TASKS TO PERFORM:
• A. Retype the passage on Pavement songs from "You could say" to "style to waste.", keeping every word and mark unchanged.
• B. In the listing, repeat the lines from the line with "Practice step: locate the man's hand" to the line with "point(106, 251)", both ends included, and nothing else.

3. “Frontwards” (1992)

You could say “Frontwards” was Malkmus at his most coy and tongue-in-cheek, except that what he was singing about was completely true. Pavement’s anti-style style has often been imitated, but never duplicated. Dubbed the Grace Kelly of indie rock by Courtney Love, Malkmus, at the height of his powers, exuded a nonchalance about his skills and talents, giving you the idea that he knew he was working with what’s, more often than not, a disposable art form, while somehow being able to elevate it into something more. With more pithy chestnuts than he knew what to do with, Malkmus, early on, had the ability to come off cool and throw down brilliant lines without ever seeming to try, especially when you compare him to all those who didn’t have so much style to waste.


2. “Summer Babe” (1992)

Who said Pavement didn’t have heart? “Summer Babe” is Pavement’s idea of a love song: On it, Malkmus seems at once suspicious of what that convention represents, but is still green enough as an artist not to be totally jaded about it either. If anything, all the layers to the song imply a sense of emotion and desire so strong that Malkmus can’t help but wrap it up in surreal imagery and allusions that are probably going over your head. “Summer Babe” is hopelessly romantic in an indirect way — not even the “Ice, baby” in-joking at the beginning nor the painterly descriptions of shiny robes and plastic-tipped cigars can totally draw you away from Malkmus’ true feelings. You ultimately find them in the lyrics, when Malkmus, after all the waiting, waiting, waiting, gives in to his feelings in spite of himself as he calls out “You’re my summer babe,” though you kinda sensed what was going on all along in guitar lines that express yearning in a way that’s satisfyingly unfulfilled.


1. “Here” (1992)

RECORDS TO PROCESS:

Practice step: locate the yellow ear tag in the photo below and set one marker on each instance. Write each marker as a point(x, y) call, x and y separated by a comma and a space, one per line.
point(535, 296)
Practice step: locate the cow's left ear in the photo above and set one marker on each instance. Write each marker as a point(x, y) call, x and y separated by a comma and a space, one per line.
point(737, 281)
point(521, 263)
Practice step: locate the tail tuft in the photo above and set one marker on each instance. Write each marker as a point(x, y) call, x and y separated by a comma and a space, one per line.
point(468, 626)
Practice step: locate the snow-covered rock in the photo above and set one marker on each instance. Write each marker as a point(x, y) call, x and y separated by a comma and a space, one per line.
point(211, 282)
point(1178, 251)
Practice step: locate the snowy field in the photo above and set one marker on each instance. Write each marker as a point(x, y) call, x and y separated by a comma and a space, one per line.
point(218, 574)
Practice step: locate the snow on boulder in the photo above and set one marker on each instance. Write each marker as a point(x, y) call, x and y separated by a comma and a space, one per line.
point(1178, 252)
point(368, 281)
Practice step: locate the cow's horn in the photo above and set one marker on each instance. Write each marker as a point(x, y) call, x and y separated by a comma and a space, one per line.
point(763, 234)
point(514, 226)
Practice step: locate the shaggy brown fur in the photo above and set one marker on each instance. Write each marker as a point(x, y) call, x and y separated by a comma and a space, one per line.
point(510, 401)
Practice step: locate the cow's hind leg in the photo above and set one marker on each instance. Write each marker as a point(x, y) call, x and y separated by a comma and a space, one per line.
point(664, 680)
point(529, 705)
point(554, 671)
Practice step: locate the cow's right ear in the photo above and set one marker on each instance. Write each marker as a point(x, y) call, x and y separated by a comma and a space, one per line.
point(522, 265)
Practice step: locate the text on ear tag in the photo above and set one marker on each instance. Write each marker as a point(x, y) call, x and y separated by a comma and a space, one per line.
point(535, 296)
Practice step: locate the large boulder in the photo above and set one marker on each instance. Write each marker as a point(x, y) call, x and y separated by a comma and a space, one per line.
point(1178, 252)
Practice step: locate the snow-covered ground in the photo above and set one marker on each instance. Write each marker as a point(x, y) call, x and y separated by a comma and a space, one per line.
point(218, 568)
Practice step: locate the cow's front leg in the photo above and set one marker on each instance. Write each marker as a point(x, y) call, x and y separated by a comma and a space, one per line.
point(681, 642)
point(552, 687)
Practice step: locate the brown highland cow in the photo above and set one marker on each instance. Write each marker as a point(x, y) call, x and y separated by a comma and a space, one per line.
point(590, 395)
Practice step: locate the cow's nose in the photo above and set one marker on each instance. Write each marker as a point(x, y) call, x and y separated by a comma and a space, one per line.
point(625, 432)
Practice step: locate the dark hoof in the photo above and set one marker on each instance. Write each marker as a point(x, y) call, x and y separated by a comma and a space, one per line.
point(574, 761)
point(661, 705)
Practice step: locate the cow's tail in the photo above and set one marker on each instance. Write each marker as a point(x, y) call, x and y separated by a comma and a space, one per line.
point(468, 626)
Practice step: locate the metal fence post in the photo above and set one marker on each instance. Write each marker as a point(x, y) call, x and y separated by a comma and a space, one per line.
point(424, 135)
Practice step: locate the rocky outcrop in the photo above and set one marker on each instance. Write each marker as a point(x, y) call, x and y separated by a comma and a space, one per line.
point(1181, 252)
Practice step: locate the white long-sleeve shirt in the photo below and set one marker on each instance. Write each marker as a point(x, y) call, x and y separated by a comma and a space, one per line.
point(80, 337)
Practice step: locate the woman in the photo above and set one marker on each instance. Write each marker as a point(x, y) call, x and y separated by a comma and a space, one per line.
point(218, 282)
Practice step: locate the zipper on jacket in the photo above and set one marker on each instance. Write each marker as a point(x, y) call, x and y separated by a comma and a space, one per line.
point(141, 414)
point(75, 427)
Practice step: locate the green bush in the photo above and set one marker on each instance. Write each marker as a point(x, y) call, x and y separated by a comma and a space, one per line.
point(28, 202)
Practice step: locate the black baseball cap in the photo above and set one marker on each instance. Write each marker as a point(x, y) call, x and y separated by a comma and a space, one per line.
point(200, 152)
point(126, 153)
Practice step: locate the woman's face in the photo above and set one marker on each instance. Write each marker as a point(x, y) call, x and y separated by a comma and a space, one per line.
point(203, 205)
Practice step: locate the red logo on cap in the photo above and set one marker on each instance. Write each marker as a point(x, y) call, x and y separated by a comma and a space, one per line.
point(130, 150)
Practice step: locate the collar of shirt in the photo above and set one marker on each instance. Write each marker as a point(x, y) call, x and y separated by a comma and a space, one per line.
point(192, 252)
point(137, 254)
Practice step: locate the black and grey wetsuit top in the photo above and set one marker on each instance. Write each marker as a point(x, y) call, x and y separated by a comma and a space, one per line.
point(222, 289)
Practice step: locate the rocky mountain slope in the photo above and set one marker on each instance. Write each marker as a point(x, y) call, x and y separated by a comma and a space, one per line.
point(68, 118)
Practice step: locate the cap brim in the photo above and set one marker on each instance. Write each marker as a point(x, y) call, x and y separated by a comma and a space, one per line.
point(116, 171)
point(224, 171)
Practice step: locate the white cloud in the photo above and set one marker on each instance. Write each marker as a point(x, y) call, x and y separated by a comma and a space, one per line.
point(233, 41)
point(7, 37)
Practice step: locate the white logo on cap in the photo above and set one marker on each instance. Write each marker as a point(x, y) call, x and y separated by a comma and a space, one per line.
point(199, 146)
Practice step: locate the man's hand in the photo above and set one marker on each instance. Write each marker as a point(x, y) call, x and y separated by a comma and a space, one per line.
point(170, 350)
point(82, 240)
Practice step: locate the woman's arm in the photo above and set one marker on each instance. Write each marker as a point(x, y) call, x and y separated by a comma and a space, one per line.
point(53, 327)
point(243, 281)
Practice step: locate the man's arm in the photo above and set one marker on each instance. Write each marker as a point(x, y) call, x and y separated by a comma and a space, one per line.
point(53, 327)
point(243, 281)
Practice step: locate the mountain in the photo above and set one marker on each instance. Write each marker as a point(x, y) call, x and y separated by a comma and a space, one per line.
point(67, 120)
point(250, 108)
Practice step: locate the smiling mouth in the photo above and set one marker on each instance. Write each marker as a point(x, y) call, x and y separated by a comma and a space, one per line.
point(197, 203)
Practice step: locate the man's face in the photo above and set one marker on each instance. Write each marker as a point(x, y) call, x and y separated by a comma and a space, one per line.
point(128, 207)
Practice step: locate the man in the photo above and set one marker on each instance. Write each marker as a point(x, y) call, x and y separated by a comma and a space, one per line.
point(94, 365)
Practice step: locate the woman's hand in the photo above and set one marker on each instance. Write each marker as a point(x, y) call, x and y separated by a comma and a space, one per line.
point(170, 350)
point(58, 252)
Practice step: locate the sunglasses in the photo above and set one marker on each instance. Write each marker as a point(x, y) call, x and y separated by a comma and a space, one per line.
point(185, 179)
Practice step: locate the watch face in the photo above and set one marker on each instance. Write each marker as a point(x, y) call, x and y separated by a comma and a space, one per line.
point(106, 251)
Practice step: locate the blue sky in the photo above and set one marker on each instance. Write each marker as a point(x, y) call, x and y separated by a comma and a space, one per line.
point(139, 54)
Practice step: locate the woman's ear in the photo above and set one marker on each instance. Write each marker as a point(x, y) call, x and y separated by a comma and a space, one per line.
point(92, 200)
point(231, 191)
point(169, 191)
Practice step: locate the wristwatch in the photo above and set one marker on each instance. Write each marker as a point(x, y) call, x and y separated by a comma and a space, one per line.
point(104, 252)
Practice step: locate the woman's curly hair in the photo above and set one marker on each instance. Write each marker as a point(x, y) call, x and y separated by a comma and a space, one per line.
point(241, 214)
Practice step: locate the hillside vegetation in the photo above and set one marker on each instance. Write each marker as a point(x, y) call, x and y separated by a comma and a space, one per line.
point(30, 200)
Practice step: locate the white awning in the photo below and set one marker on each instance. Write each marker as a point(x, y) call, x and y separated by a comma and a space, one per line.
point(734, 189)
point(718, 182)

ANSWERS PROVIDED:
• A.
You could say “Frontwards” was Malkmus at his most coy and tongue-in-cheek, except that what he was singing about was completely true. Pavement’s anti-style style has often been imitated, but never duplicated. Dubbed the Grace Kelly of indie rock by Courtney Love, Malkmus, at the height of his powers, exuded a nonchalance about his skills and talents, giving you the idea that he knew he was working with what’s, more often than not, a disposable art form, while somehow being able to elevate it into something more. With more pithy chestnuts than he knew what to do with, Malkmus, early on, had the ability to come off cool and throw down brilliant lines without ever seeming to try, especially when you compare him to all those who didn’t have so much style to waste.

• B.
Practice step: locate the man's hand in the photo above and set one marker on each instance. Write each marker as a point(x, y) call, x and y separated by a comma and a space, one per line.
point(170, 350)
point(82, 240)
Practice step: locate the woman's arm in the photo above and set one marker on each instance. Write each marker as a point(x, y) call, x and y separated by a comma and a space, one per line.
point(53, 327)
point(243, 281)
Practice step: locate the man's arm in the photo above and set one marker on each instance. Write each marker as a point(x, y) call, x and y separated by a comma and a space, one per line.
point(53, 327)
point(243, 281)
Practice step: locate the mountain in the photo above and set one marker on each instance. Write each marker as a point(x, y) call, x and y separated by a comma and a space, one per line.
point(67, 120)
point(250, 108)
Practice step: locate the smiling mouth in the photo above and set one marker on each instance. Write each marker as a point(x, y) call, x and y separated by a comma and a space, one per line.
point(197, 203)
Practice step: locate the man's face in the photo above and set one marker on each instance. Write each marker as a point(x, y) call, x and y separated by a comma and a space, one per line.
point(128, 207)
Practice step: locate the man in the photo above and set one marker on each instance. Write each marker as a point(x, y) call, x and y separated by a comma and a space, one per line.
point(94, 365)
Practice step: locate the woman's hand in the photo above and set one marker on each instance. Write each marker as a point(x, y) call, x and y separated by a comma and a space, one per line.
point(170, 350)
point(58, 252)
Practice step: locate the sunglasses in the photo above and set one marker on each instance. Write each marker as a point(x, y) call, x and y separated by a comma and a space, one per line.
point(185, 179)
Practice step: locate the watch face in the photo above and set one marker on each instance. Write each marker as a point(x, y) call, x and y separated by a comma and a space, one per line.
point(106, 251)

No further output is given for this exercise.